## INSTRUCTION:
Render every line of the rows below as a numbered list, leaving out the blank lines.

Contour annotation records:

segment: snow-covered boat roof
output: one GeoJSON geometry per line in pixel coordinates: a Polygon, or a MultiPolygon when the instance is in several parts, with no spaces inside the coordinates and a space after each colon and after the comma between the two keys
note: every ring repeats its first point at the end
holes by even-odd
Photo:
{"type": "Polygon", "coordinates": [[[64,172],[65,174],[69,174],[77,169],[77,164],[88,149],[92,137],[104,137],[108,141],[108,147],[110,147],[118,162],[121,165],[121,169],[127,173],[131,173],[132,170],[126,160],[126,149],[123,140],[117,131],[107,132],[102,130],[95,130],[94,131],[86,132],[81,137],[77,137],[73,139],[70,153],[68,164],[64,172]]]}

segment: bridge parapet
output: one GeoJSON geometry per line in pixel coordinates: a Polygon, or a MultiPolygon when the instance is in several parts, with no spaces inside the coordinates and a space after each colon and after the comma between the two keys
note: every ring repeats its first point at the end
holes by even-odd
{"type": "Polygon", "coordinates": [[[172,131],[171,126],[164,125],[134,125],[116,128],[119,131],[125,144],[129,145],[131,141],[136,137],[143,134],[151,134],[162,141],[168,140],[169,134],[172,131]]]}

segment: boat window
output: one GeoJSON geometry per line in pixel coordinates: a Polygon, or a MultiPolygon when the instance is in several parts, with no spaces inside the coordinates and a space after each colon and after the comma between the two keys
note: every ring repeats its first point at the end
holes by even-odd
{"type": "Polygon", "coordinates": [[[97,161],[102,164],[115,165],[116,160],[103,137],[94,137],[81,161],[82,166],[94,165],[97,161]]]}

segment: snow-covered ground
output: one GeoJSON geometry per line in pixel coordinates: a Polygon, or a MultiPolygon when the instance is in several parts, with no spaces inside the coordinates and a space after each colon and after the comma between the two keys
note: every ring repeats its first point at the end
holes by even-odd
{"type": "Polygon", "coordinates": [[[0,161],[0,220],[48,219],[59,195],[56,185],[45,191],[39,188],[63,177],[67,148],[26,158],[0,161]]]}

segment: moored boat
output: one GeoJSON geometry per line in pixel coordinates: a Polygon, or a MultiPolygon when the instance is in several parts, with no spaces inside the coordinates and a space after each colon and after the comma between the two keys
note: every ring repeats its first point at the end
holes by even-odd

## RESPONSE FOR THIS EXERCISE:
1. segment: snow-covered boat roof
2. output: one GeoJSON geometry per line in pixel coordinates: a Polygon, or a MultiPolygon when the instance is in several parts, with no spaces inside the coordinates and a space after each colon and after the comma between the two keys
3. note: every ring repeats its first point at the end
4. holes by even-odd
5. Photo:
6. {"type": "Polygon", "coordinates": [[[64,172],[65,174],[69,174],[77,169],[77,164],[88,149],[92,137],[104,137],[108,141],[108,147],[110,147],[118,162],[121,165],[121,169],[127,173],[131,173],[132,170],[126,160],[126,149],[123,140],[117,131],[107,132],[102,130],[95,130],[94,131],[86,132],[81,137],[77,137],[73,139],[70,153],[68,164],[64,172]]]}
7. segment: bridge parapet
8. output: one GeoJSON geometry per line in pixel coordinates: a Polygon, or a MultiPolygon when the instance is in several parts, with no spaces inside the coordinates and a space after each colon and after the comma between the two keys
9. note: every ring repeats its first point at the end
10. holes by even-odd
11. {"type": "Polygon", "coordinates": [[[172,131],[171,126],[164,125],[134,125],[116,128],[119,131],[125,144],[129,145],[131,141],[136,137],[143,134],[151,134],[162,141],[168,140],[169,134],[172,131]]]}
12. segment: boat window
13. output: one GeoJSON geometry per line in pixel coordinates: a Polygon, or a MultiPolygon when the instance is in several parts, with no spaces inside the coordinates and a space after each colon and after the comma between the two keys
14. note: every ring repeats its first point at the end
15. holes by even-odd
16. {"type": "Polygon", "coordinates": [[[97,161],[102,164],[115,165],[116,160],[103,137],[94,137],[81,161],[82,166],[94,165],[97,161]]]}
17. segment: snow-covered ground
18. output: one GeoJSON geometry per line in pixel coordinates: a Polygon, or a MultiPolygon when the instance is in several parts, with no spaces inside the coordinates and a space after each colon and after the comma between the two keys
19. note: every ring repeats its first point at the end
20. holes by even-odd
21. {"type": "Polygon", "coordinates": [[[0,161],[0,220],[48,219],[59,195],[56,185],[45,191],[39,188],[63,177],[67,148],[26,158],[0,161]]]}
22. segment: moored boat
23. output: one GeoJSON geometry per line in pixel coordinates: a Polygon, or a MultiPolygon when the instance is in several parts, with no spaces inside the coordinates and a space after each colon and after the comma between the two keys
24. note: every ring repeats its first point at the end
25. holes by even-odd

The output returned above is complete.